O “homem mediano”, adjetivação dada por Eliane Brum (2019) a Jair Bolsonaro, chegou ao poder pelo voto popular, instalando a tirania do óbvio (Keila DESLANDES, 2019), operando com afirmações lineares de crenças e opiniões dominantes, desqualificando elaborações teóricas que demandem reflexão e crítica. Daí o anti-intelectualíssimo flagrante do bolsonarismo, avesso também às políticas inclusivas, igualitárias e de alargamento das margens contritas de nossa débil democracia. Na resistência, estiveram as mulheres, gritando #elenão!
Grito que ecoa nas páginas deste dossiê, no qual acadêmicas e ativista se encontram em reflexões ensaísticas e em textos derivados de pesquisas científicas. Em todo o material aqui reunido encontramos a influência dos estudos feministas. Gênero e sexualidade são chaves analíticas para compreender e problematizar o contexto brasileiro contemporâneo, mostrando sua espessura política.
Nas discussões feitas pelas autoras que compõem este dossiê, se evidencia não só a resistência feminista contra o conservadorismo político que, nos últimos dois anos, engolfou tantos países no mundo, como também mostram que esta onda é claramente antifeminista. Suas vozes e escrituras são corais vivos que buscam conter essa maré anti-igualitária e avessa aos direitos humanos.
A linha do tempo traçada pelos textos deste dossiê começa nas primeiras edições nacionais das Marchas das Vadias e se estende até o movimento #elenão, passando pelo impeachment de Dilma Rousseff e pelo assassinato de Marielle Franco. Tece-se, assim, um cenário tão potente quanto desestabilizador, para o qual a resposta foi violentamente misógina: golpe, assassinato, feminicídios e uma ministra que assume o Ministério da Mulher, da Família e dos Direitos Humanos, opondo-se às pautas históricas das lutas feministas.
A coletânea de artigos, ensaio e entrevista reunidas neste dossiê começou a ser gestada logo após o resultado das eleições presidenciais de 2018, publicada dois anos depois, ainda guarda o calor da hora, de forma que muito do que apresentamos aqui é também um retrato de um momento de profundas disputas e tensões.
Abrimos este dossiê com o ensaio Manifestações textuais (insubmissas) travesti. As autoras Sara Wagner Pimenta Gonçalves Júnior, Bruna Benevides e Megg Rayara Gomes de Oliveira apresentam-no, a partir de o “pensamento travesti” como proposta de reflexões político-epistemológicas. O transfeminismo e transativismo aparecem como marcos de luta para um futuro travesti, no qual a resistência encontra com afeto e com práticas transformadoras que possam reverberar em todas as esferas da vida. Provocativamente, o pensamento travesti denuncia a violência perpetrada sobre vidas trans ao mesmo tempo em que celebra os corpos (e mentes) insubmissos.

> ATIVIDADES:
- A) Diga se cada afirmação a seguir está de acordo com o texto sobre o dossiê feminista, respondendo sim ou não e citando as palavras do texto que decidem a questão: (i) o dossiê foi publicado dois anos depois das eleições presidenciais de 2018; (ii) a expressão "homem mediano" foi atribuída a Jair Bolsonaro por Keila Deslandes; (iii) a linha do tempo traçada pelos textos começa no impeachment de Dilma Rousseff.
- B) Segundo o texto sobre o dossiê feminista, qual é o título do ensaio que abre o dossiê?
- C) Prossiga a redação do texto sobre o dossiê feminista a partir da última frase apresentada.

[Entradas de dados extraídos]

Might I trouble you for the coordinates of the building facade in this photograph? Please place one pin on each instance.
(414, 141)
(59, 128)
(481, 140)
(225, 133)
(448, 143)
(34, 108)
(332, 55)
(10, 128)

> RESPOSTAS:
- A)
(i) Sim: "começou a ser gestada logo após o resultado das eleições presidenciais de 2018, publicada dois anos depois".
(ii) Não: "adjetivação dada por Eliane Brum (2019) a Jair Bolsonaro".
(iii) Não: "começa nas primeiras edições nacionais das Marchas das Vadias".

- B) Manifestações textuais (insubmissas) travesti.

- C)
Flávia Melo, em Não é fumaça, é fogo! Cruzada antigênero e resistências feministas no Brasil, mostra como a politização de temas associados à democracia sexual e à igualdade de gênero foram capturados por setores conservadores. Melo remonta à construção da agenda moral, que ganhou a cena em 2014, com a cruzada antigênero nos Planos Municipais, Estaduais e Nacional de Educação e alcançou sua mais expressiva vitória no impeachment de Dilma Roussef. A marcha conservadora encontra resistência, mas também se alimenta dos movimentos de mulheres e feministas que tomam as ruas em 2015, “a primavera feminista”. No ápice destas tensões em torno das questões de gênero, a autora identifica o movimento #elenão. A rede encontra-se com a rua. Ao mapear os movimentos das hashtags feministas ao grito de rechaço a Jair Bolsonaro, Melo procura desmontar o que chama de falsa dicotomia entre pautas identitárias versus economia.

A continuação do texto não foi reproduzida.